THE TASK:
Copy word for word the stretch of the conference notes below from "Importance of Policy: who’s" through "make everyone happier)".

PASSAGE GIVEN:

>>>

These are my notes from Colin Webb (Noble Public Schools) and Glen Hammonds’ (State Attorney General’s Office) presentation at the February 7, 2012 Oklahoma Technology Association / Encycl-Media Conference titled, “Can You Do That? Legal Issues in Tech Administration.” MY THOUGHTS AND COMMENTS ARE IN ALL CAPS.

First from hearing from Colin Webb:

today we’ll address policy, copyright, email/IM, voicemail, cell phones, Internet, social networking

There are lots of legal ramifications to these digital devices in our schools
- we want to give you some important things to consider

Importance of Policy: who’s got your back?
- we tend to not get very excited about policy

3 lessons today:
1- policy = protection
- some people view policy as stifling to creativity
- it allows protection for us to do our job, we look for things which we need protection for
- once you have policy in place, please follow it (you’ll make everyone happier)
- it will eliminate some of your liability
- if we have a policy but ignore it in certain cases, that is worst-case for a lawsuit

Copyright
- All’s Fair in Educational Copying? Really?
- fair use was crafted long before electronic media
- citing section 107 of copyright law
- “lifting part of works for a limited context”

“the crux of copyright law application: deprivation of profit and loss of control”

Colin Webb at #otaem12

examples: pirated movies, audio, software
- public performance
- commercial use

example: high school talent show when you’ve charged admission
- if you commit that to DVD and sell them for $15 each, then you’ve publicly performed my song without my permission for that royalty

loss of control examples
- cartoons used for advocacy (people who are re-purposing something that the original author disagrees with)
- substantial alteration of content (fine line for definition of ‘parody’)
- you don’t know where that fine line often

2002 TEACH Act was an improvement on fair use
- specifically focused on distance learning

2005: DMCA prohibits circumvention of electronic copy protection

You can play a movie relevant to your curriculum, you can’t play a movie for entertainment
- you can make an archival copy, you can’t distribute copies

“Disney is notorious for defending their copyrights and they will sue your district.”

Copyright: Transformative Argument
- “as long as the work is transformed, it is fair use”
- determined on a case-by-case basis, no clear-cut rule
- this argument has been made and both successfully and unsuccessfully

‘At the ISTE conference several years ago, I heard a presenter say this means educators and students can do whatever you want, it will be sorted out in court if it is challenged’
- that is bad advice

MY COMMENT: I ASKED COLIN WHO THE PRESENTER AT ISTE WAS WHO SAID THIS. HE SAID IT WAS SOMEONE FROM ANOTHER SCHOOL DISTRICT. I WANT TO FOLLOW UP ON WHO THAT PERSON WAS SPECIFICALLY. THESE ARE THE KIND OF ‘STORIES’ ABOUT COPYRIGHT WHICH NEED TO BE VALIDATED AND CITED SPECIFICALLY.

“I call taking someone else’s work and transforming it plagiarism”
- err on the side of caution

This just in!
- 18 Jan 2012: Supreme Court ruled (6-2) on Material in public domain is not in “territory that works may never exit”

Case: International Copyright. Congress has power to move works in PD back to protected (1994)
- HG Wells, Igor Stravinsky

Now hearing from Glen Hammonds:

Records: Nothing lasts forever? Don’t bet on it!

<<<

PROVIDED DATA:
>>>

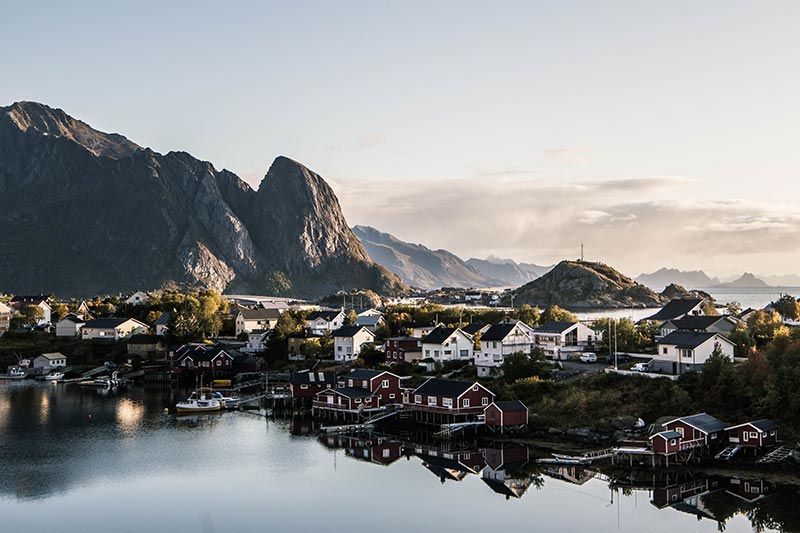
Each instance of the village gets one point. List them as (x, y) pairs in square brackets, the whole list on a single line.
[(348, 370)]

<<<

SOLUTION:
Importance of Policy: who’s got your back?
- we tend to not get very excited about policy

3 lessons today:
1- policy = protection
- some people view policy as stifling to creativity
- it allows protection for us to do our job, we look for things which we need protection for
- once you have policy in place, please follow it (you’ll make everyone happier)